*Request:*
Quote the listing below in full and exactly as written, but omit every picture.

§

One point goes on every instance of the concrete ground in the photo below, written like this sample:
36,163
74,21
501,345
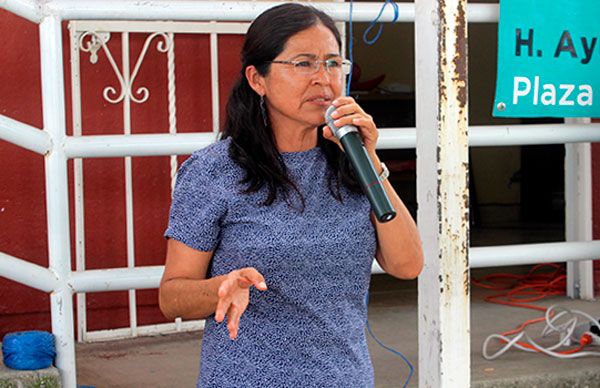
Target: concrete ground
172,361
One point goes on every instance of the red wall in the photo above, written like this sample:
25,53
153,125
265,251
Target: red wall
22,207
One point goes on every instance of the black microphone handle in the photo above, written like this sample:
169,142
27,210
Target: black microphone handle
367,176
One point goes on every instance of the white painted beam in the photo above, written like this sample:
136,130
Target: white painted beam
28,9
57,199
103,146
116,279
29,274
24,135
578,212
442,192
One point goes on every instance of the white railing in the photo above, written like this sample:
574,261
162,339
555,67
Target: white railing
62,282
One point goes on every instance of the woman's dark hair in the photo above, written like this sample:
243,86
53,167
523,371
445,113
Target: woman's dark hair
253,145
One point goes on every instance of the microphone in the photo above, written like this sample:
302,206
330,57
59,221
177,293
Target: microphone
363,166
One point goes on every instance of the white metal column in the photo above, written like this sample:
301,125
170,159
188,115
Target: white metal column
57,200
578,213
442,192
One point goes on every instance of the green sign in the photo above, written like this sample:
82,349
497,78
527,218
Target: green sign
548,59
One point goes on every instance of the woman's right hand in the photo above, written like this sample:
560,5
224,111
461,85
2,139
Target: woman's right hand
234,295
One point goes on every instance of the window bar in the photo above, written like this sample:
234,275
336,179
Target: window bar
78,182
129,182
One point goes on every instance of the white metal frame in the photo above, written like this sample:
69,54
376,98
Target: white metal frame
92,37
431,21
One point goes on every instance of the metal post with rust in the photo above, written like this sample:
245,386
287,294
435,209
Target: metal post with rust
442,192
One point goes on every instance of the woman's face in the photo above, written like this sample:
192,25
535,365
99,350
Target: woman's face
296,100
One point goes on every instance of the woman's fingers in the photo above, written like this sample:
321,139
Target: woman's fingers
233,320
234,295
222,307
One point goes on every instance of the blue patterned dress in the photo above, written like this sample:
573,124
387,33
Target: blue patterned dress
307,329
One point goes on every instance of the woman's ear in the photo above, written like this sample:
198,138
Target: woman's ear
255,80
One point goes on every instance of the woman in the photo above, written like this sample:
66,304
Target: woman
269,231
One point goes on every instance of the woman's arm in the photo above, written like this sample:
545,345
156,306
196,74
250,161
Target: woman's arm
184,276
399,250
186,292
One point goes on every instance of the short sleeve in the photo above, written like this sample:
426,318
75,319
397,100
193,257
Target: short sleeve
197,208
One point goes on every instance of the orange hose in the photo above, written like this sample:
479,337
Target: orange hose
524,289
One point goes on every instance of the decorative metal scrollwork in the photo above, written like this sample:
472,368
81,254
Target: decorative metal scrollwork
110,94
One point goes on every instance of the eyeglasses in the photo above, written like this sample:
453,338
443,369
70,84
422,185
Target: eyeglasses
311,66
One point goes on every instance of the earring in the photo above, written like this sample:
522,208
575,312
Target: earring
263,111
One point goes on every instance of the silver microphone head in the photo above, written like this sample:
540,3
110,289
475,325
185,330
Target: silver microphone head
338,132
329,120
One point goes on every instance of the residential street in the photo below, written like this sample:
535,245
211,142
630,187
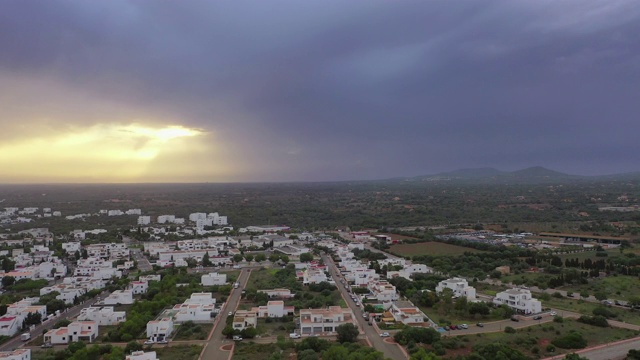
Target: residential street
390,349
213,347
37,331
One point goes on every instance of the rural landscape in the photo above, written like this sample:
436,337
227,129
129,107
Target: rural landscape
413,289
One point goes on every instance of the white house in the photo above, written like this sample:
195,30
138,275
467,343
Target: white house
17,354
76,331
9,325
159,329
139,287
317,321
274,309
123,297
212,279
408,314
459,286
243,319
519,299
278,293
102,315
141,355
383,291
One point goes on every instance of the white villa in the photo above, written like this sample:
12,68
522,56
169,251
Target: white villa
519,299
459,286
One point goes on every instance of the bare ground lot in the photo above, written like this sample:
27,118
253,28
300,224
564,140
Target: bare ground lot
430,248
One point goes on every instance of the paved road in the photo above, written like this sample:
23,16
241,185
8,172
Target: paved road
390,350
217,340
37,331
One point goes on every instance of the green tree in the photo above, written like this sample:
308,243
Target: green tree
8,281
347,333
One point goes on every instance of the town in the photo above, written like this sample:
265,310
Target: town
137,292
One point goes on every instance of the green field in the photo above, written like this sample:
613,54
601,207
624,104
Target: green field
616,287
586,308
536,338
430,248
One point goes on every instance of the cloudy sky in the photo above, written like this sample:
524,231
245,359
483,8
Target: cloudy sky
195,91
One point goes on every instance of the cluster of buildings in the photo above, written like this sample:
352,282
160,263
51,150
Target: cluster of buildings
12,322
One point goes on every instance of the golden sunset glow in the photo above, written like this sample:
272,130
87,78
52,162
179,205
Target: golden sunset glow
111,153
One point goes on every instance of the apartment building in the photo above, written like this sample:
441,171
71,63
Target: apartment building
76,331
103,316
273,309
212,279
158,330
519,299
17,354
317,321
243,319
459,286
278,293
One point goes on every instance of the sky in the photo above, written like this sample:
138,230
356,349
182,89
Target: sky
253,91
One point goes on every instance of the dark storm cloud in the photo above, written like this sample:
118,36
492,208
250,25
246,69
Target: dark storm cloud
337,90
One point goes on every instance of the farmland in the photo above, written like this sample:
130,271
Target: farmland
430,248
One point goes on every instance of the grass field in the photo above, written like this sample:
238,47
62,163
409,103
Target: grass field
616,287
430,248
180,352
536,338
586,308
252,351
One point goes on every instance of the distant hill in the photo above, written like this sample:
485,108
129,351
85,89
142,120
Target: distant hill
536,174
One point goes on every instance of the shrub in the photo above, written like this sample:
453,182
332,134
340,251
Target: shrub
572,340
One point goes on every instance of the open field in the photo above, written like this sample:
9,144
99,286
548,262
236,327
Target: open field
616,287
180,352
536,338
586,308
430,248
247,350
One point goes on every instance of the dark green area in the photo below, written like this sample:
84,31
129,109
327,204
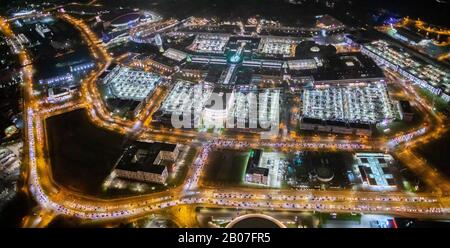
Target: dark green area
82,155
13,212
225,167
436,153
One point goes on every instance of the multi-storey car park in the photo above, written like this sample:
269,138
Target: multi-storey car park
256,108
185,98
354,103
130,84
430,76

§

*Solution to this problem:*
One point goes on every instance of the concrete ground in the photo below, written like this sample:
36,163
74,21
501,345
Target: concrete ground
172,361
One point goes on every instance of the red wall in the photo above, written like this sample:
25,53
153,125
265,251
Target: red wall
22,207
One point goes on every instance of the black microphone handle in the photo above, written like this sample:
169,142
27,210
Target: black microphone handle
367,176
One point goes on every instance of the white painted beam in the photo above, written like this sample:
136,130
Target: white painted beam
28,9
57,199
103,146
116,279
29,274
24,135
578,212
442,192
One point goes on every instance of the white railing in the photo above, written like this sample:
574,261
162,339
555,67
Target: white railing
62,282
One point goes on every instance of the woman's dark hair in the photo above, written like this sample:
243,86
53,167
523,371
445,113
Target: woman's dark hair
253,145
One point goes on every instance of the microphone in the photo above, written like this sample:
302,206
330,57
59,221
177,293
Target: microphone
363,166
One point goes on every instance of the white metal column in the photo above, written like this sample:
301,125
170,159
188,115
Target: white metal column
57,200
578,213
442,192
One point goes on every instance of the green sign in the photo above, written like this sample:
82,349
497,78
527,218
Target: green sign
548,59
One point goes on every instance of the woman's right hand in the photo above, written like this sample:
560,5
224,111
461,85
2,139
Target: woman's right hand
234,295
One point goes on every instance of the window bar in the photo above, written like this sample:
234,275
336,179
Target: window bar
78,182
129,182
One point goes on every instance of the white metal frame in the photo above, written like this sample:
69,54
376,98
Target: white metal frame
92,37
431,21
One point goes on every instance of the metal post with rust in the photo above, written like this sample:
245,386
287,294
435,209
Target: metal post with rust
442,192
One point goes on every instance of the woman's face in the photo above, written like this sample:
192,25
535,365
99,350
Target: woman's face
296,100
One point goes on every instance of the woman's fingers in the photo above, written like this sample:
321,139
Target: woman's fingers
233,320
234,295
222,307
One point goes on every instance of the blue patterned dress in the photo above, written like this sample:
573,124
387,33
Target: blue patterned dress
307,329
One point goes on every instance of the woman's ear in the photo above, written like this sample:
198,138
Target: woman's ear
255,80
One point goes on every instance of the woman in the photo above, written like this sample:
66,304
Target: woman
269,231
One point goes on every instance of the woman's arm in the photo above, written like this sample:
545,345
156,306
196,74
250,161
Target: woman's arm
184,276
399,250
186,292
One point goes on every instance of the short sleeve in the photo above, written like this sample:
426,318
75,319
397,100
193,257
Target: short sleeve
197,208
One point goes on every instance of the orange hose in the photo above, written like this sample:
479,337
Target: orange hose
524,289
One point goes on every instance of the decorative metal scrollwork in the photo above, written like this sample:
472,368
81,254
Target: decorative metal scrollwork
110,94
One point goes on every instance of the eyeglasses in the photo above, written like this sample:
453,338
443,369
70,84
422,185
Target: eyeglasses
311,66
One point goes on every instance of the earring in the photo above, written like this sample:
522,208
575,312
Target: earring
263,111
One point goes on every instance of the silver microphone head in the photo above, written like this sample:
540,3
110,289
475,325
185,330
Target: silver microphone head
338,132
329,120
One point goes on every instance of the residential street in the photo below, written like this sample:
535,245
211,142
630,187
Target: residential street
390,349
213,347
37,331
One point goes on every instance of the rural landscape in the photo above, written like this sample:
436,337
227,129
129,107
Target: rural landscape
413,289
One point goes on every instance of the white house in the photo above, written like this sample:
195,30
138,275
467,343
Target: white house
17,354
76,331
9,325
159,329
139,287
317,321
274,309
123,297
212,279
408,314
459,286
243,319
519,299
278,293
102,315
141,355
383,291
One point goes on every instance of the white villa in the photo above, written like this sample:
12,68
522,56
169,251
Target: white villa
519,299
459,286
One point goes on every instance of the bare ground lot in the photo above, written like this sample:
27,118
253,28
300,224
564,140
Target: bare ground lot
430,248
One point goes on every instance of the paved road in the photo above, written like this sample:
23,16
241,185
8,172
Target: paved road
390,350
217,340
37,331
One point goes on every instance of the green tree in the photo above, written like this sample:
308,243
Target: green tree
8,281
347,333
One point goes on every instance of the town in the photo above, written like this sample:
265,310
Target: town
137,292
One point goes on every instance of the green field in the photo above, written like this sample:
613,54
601,207
624,104
Target: green field
616,287
586,308
536,338
430,248
One point goes on every instance of the cloudy sky in the photo above, written like this sample:
524,231
245,359
483,8
Target: cloudy sky
195,91
One point goes on every instance of the cluster of buildings in the photo above, written like this sample:
352,282
160,263
51,150
Target: cluster of buildings
12,322
One point goes on every instance of the golden sunset glow in the photo above, written like this sample:
272,130
87,78
52,162
179,205
Target: golden sunset glow
111,153
One point goes on every instance of the apartment building in the photo above, written like this sample:
441,171
71,63
Target: apartment building
76,331
103,316
273,309
212,279
158,330
519,299
17,354
317,321
243,319
459,286
278,293
One point goes on every instance of the sky in the photo above, written like this sample:
138,230
356,349
182,89
Target: sky
253,91
One point goes on every instance of the dark storm cloud in the photo above, written like this sample:
118,36
492,208
250,25
246,69
Target: dark storm cloud
337,90
One point goes on every instance of the farmland in the photo above, written like this sample:
130,271
Target: farmland
430,248
One point goes on every instance of the grass field in the photo above, written like this sample:
238,47
62,163
409,103
Target: grass field
616,287
430,248
180,352
536,338
586,308
252,351
One point goes on every instance of the distant hill in the photo above, written like this sample:
485,108
129,351
85,89
142,120
Target: distant hill
536,174
One point goes on every instance of the shrub in the photo above, written like this sample:
453,182
332,134
340,251
Target: shrub
572,340
One point goes on every instance of the open field in the photo above, written like this sample:
9,144
99,286
548,262
236,327
Target: open field
616,287
180,352
536,338
586,308
430,248
247,350
One point goes on every instance of the dark green area in the photo below, written like this sample:
84,31
129,109
327,204
Target: dark green area
82,155
13,212
225,167
436,153
One point goes on every instance of the multi-storey car park in the photo above, written like this sample:
269,138
Target: multi-storey car park
256,108
185,98
354,103
130,84
430,76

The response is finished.